PROBLEM: Please write out each entry below exactly as it appears.

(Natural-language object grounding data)
_____

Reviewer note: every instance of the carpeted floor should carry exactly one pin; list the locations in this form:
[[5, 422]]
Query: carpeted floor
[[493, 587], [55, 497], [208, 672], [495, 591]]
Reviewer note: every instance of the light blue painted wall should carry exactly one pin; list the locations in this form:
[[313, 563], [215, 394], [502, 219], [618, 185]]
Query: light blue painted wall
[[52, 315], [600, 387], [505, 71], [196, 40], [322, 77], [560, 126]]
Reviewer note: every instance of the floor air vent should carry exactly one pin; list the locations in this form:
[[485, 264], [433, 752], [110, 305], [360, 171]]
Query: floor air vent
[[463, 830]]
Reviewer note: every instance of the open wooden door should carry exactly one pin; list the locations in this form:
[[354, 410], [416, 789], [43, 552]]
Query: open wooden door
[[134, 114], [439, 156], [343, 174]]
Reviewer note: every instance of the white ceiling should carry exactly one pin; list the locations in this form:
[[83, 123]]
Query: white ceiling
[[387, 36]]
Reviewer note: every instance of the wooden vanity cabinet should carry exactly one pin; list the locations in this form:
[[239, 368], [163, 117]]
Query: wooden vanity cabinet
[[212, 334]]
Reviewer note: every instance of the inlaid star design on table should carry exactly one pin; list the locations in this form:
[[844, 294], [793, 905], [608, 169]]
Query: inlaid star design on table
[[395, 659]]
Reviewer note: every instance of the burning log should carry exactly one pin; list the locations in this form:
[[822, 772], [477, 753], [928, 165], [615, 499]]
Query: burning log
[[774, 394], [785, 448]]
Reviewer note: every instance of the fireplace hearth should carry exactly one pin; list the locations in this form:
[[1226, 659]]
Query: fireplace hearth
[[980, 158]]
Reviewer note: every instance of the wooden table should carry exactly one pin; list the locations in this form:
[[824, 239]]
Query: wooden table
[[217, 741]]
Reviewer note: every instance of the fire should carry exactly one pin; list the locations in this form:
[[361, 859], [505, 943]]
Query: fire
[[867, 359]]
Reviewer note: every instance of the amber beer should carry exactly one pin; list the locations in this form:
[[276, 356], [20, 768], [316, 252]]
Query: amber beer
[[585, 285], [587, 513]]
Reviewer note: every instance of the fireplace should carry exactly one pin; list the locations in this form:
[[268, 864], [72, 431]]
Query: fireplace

_____

ANSWER SECTION:
Reviewer note: every instance of the carpeted floor should carry exactly one pin; list the locations in this form:
[[5, 422]]
Query: carpeted floor
[[493, 587], [55, 497], [208, 672], [495, 591]]
Reviewer note: every instance of the light blue painted wall should carry exactly one pin; list the locations in this form:
[[313, 563], [215, 394], [502, 219], [618, 185]]
Query: light blue painted wall
[[52, 315], [600, 387], [505, 71], [196, 40], [322, 77], [560, 126]]
Reviewer note: every instance of the floor air vent should carry exactly one pin; list the locations in this form:
[[485, 264], [433, 752], [110, 305], [360, 171]]
Query: floor air vent
[[463, 830]]
Reviewer note: every instance of the open wooden door should carry exactly one pin; list the locations in this form:
[[354, 410], [416, 789], [43, 552]]
Query: open wooden door
[[134, 114], [439, 156], [343, 174]]
Reviewer note: every instance of the white ceiling should carry exactly one pin; list the locations in this form:
[[83, 123]]
Query: white ceiling
[[387, 36]]
Reviewer note: every instance of the wooden vanity cabinet should carry exactly one pin; list the locations in this form:
[[239, 368], [163, 117]]
Query: wooden vanity cabinet
[[212, 334]]
Reviewer note: every instance of the inlaid star design on table should carry exactly one pin; list the locations in this form:
[[844, 294], [793, 905], [608, 169]]
Query: inlaid star design on table
[[395, 659]]
Reviewer note: every instance of the burning log should carry exactly one pin; list the locations in this form:
[[822, 772], [477, 753], [928, 165], [615, 499]]
Query: burning log
[[774, 394], [785, 448]]
Reviewer note: every instance of the fireplace hearth should carry exactly one pin; list the locations in this form:
[[1226, 659]]
Query: fireplace hearth
[[980, 158]]
Reviewer note: every instance of the wooden table should carry exactly one pin; list the locations in this form:
[[824, 239]]
Query: wooden table
[[217, 741]]
Reviewer note: every instance of the fire should carry exactly one pin; list the locations in this form:
[[361, 859], [505, 943]]
Query: fire
[[867, 359]]
Reviewer note: every instance of the amber beer should carry exactly one pin; list the locations in this form:
[[276, 356], [20, 768], [316, 252]]
Query: amber beer
[[585, 285], [587, 513]]
Reviewer note: every instance of the fireplace should carry exactly one pin; list the locations in this form:
[[268, 864], [72, 431]]
Query: fireplace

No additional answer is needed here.